## start Source passage

Access the Monitoring and Profiling Data - Amazon SageMaker

Access the Monitoring and Profiling Data

The SMDebug TrainingJob class reads data from the S3 bucket where the system and framework metrics are saved.

To set up a TrainingJob object and retrieve profiling event files of a training job

from smdebug.profiler.analysis.notebook_utils.training_job import TrainingJob tj = TrainingJob(training_job_name, region)

You need to specify the training_job_name and region parameters to log to a training job. There are two ways to specify the training job information:

  • Use the SageMaker Python SDK while the estimator is still attached to the training job.

    import sagemaker training_job_name=estimator.latest_training_job.job_name region=sagemaker.Session().boto_region_name
  • Pass strings directly.

    training_job_name="your-training-job-name-YYYY-MM-DD-HH-MM-SS-SSS" region="us-west-2"

To retrieve a description of the training job description and the S3 bucket URI where the metric data are saved

tj.describe_training_job() tj.get_config_and_profiler_s3_output_path()

To check if the system and framework metrics are available from the S3 URI

tj.wait_for_sys_profiling_data_to_be_available() tj.wait_for_framework_profiling_data_to_be_available()

To create system and framework reader objects after the metric data become available

system_metrics_reader = tj.get_systems_metrics_reader() framework_metrics_reader = tj.get_framework_metrics_reader()

To refresh and retrieve the latest training event files

The reader objects have an extended method, refresh_event_file_list(), to retrieve the latest training event files.

system_metrics_reader.refresh_event_file_list() framework_metrics_reader.refresh_event_file_list()

## end Source passage
## start Records shown

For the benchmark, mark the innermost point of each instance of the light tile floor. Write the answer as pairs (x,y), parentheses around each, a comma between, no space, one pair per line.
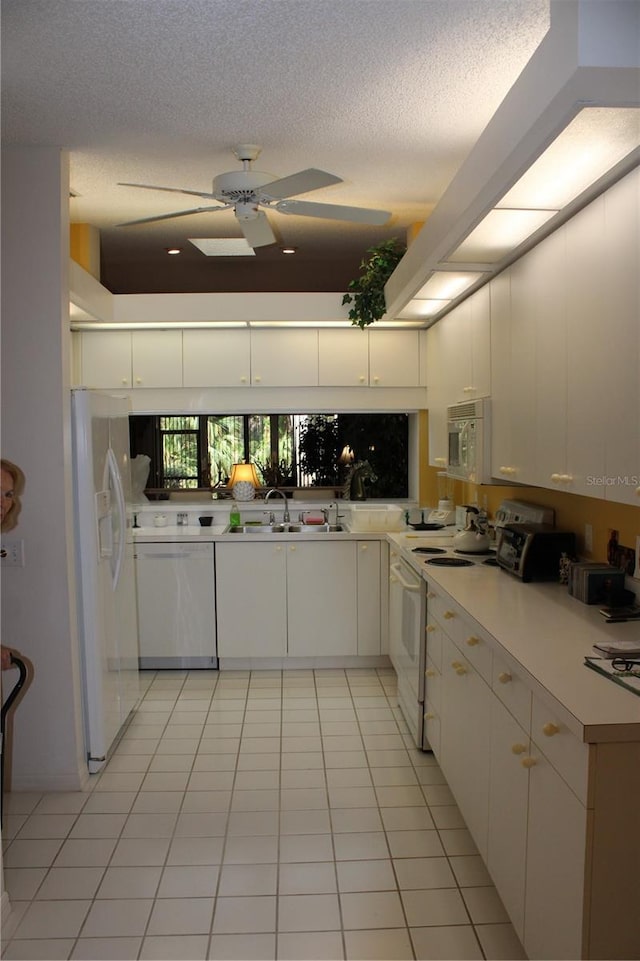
(254,815)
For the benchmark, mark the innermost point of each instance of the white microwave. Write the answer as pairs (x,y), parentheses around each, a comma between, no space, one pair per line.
(469,441)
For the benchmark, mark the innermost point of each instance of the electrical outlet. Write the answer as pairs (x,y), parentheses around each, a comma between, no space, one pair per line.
(588,538)
(12,554)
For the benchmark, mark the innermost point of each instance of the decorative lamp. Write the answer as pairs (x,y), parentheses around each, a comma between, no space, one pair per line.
(243,481)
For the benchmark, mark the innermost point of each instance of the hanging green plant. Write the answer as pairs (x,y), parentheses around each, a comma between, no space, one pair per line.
(366,292)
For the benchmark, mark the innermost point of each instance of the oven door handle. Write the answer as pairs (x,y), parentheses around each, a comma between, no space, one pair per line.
(395,568)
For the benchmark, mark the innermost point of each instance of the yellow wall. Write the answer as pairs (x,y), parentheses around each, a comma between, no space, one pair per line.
(572,510)
(84,242)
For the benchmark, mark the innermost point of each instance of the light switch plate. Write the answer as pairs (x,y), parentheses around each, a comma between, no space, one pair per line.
(12,553)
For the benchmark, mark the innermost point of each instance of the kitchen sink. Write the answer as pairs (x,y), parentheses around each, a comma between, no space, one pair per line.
(285,529)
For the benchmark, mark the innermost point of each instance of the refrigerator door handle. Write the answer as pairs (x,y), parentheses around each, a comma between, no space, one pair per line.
(111,467)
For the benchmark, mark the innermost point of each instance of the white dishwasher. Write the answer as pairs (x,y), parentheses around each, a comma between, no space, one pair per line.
(176,605)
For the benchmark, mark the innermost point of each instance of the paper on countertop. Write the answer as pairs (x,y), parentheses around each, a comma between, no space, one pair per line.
(604,666)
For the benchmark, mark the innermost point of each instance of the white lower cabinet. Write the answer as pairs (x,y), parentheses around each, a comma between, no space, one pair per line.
(557,843)
(288,599)
(176,605)
(548,812)
(251,600)
(464,739)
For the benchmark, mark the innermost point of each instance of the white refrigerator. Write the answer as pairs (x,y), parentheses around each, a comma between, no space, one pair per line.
(105,573)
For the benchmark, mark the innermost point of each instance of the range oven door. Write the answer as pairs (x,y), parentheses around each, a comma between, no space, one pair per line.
(408,645)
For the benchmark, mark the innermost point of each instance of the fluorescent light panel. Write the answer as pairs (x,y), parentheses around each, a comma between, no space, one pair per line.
(595,141)
(223,246)
(447,284)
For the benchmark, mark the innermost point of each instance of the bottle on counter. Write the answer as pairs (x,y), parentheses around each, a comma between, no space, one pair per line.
(234,517)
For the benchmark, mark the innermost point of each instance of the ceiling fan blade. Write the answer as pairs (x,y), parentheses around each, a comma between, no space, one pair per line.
(300,183)
(357,215)
(171,190)
(177,213)
(257,232)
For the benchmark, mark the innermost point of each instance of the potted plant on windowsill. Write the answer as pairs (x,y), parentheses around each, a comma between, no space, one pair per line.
(366,292)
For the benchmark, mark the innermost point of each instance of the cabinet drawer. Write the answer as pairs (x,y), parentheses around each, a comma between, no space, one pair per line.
(568,755)
(512,691)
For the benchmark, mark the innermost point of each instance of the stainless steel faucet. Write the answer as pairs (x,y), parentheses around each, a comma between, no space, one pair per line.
(286,517)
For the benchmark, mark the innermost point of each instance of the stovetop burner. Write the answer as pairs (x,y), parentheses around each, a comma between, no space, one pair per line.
(487,551)
(450,562)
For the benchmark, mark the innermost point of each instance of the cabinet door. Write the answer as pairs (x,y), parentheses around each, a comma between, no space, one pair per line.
(503,376)
(176,605)
(216,358)
(322,599)
(436,399)
(524,283)
(394,358)
(546,308)
(343,358)
(622,392)
(106,359)
(284,358)
(157,358)
(555,866)
(480,342)
(251,600)
(369,596)
(508,807)
(465,739)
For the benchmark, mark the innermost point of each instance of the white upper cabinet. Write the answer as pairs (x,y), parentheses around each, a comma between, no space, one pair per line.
(620,325)
(156,358)
(369,358)
(394,358)
(105,359)
(284,358)
(343,357)
(216,358)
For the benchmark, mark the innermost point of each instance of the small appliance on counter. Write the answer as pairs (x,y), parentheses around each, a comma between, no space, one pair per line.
(532,551)
(445,513)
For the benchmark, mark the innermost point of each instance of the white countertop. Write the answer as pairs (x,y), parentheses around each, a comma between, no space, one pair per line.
(547,633)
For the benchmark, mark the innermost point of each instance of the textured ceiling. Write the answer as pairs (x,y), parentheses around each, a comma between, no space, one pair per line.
(390,95)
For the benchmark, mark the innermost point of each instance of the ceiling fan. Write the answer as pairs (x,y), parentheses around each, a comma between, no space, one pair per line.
(246,191)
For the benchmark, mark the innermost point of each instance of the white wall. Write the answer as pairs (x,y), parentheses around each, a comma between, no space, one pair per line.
(38,605)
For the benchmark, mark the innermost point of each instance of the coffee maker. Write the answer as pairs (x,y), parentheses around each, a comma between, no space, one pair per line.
(445,513)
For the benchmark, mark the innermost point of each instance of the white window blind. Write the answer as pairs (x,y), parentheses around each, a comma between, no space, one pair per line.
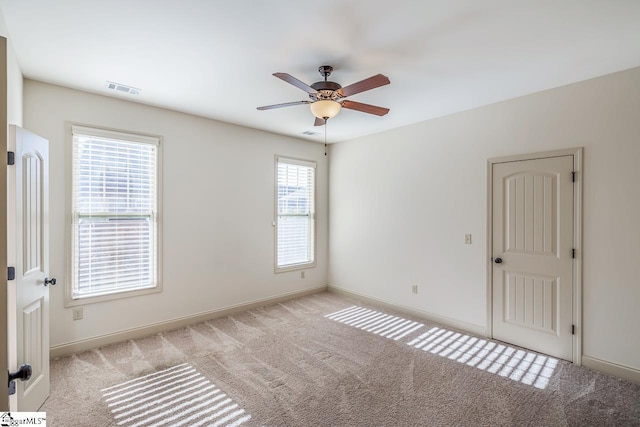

## end Records shown

_Task set_
**a.** In the SageMaker profiling data page, which method do the reader objects have for retrieving the latest training event files?
**b.** Update the records from the line with "the ceiling fan." through the end of the records, replacing "innermost point" with "center point" and changing nothing else. Omit the pictures.
The records are unrelated to the SageMaker profiling data page.

_Results by task_
**a.** refresh_event_file_list()

**b.**
For the benchmark, mark the center point of each instance of the ceiling fan. Write the answer as pairs (x,y), parentheses around each, a comma between, no space, one pair per line.
(246,191)
For the benchmark, mark the center point of each instance of the white wall. Write the answer as pairs (x,y), parentheses around each, a comma between, no space, one pair per line.
(38,605)
For the benchmark, mark the center point of each instance of the coffee maker. Write the answer as pairs (x,y), parentheses around each, a comma between, no space, one pair per line.
(445,513)
For the benchmark, mark the center point of each instance of the white window blind. Write the answer as pairs (x,y), parentheses around each, a comma between, no space, one pair per line.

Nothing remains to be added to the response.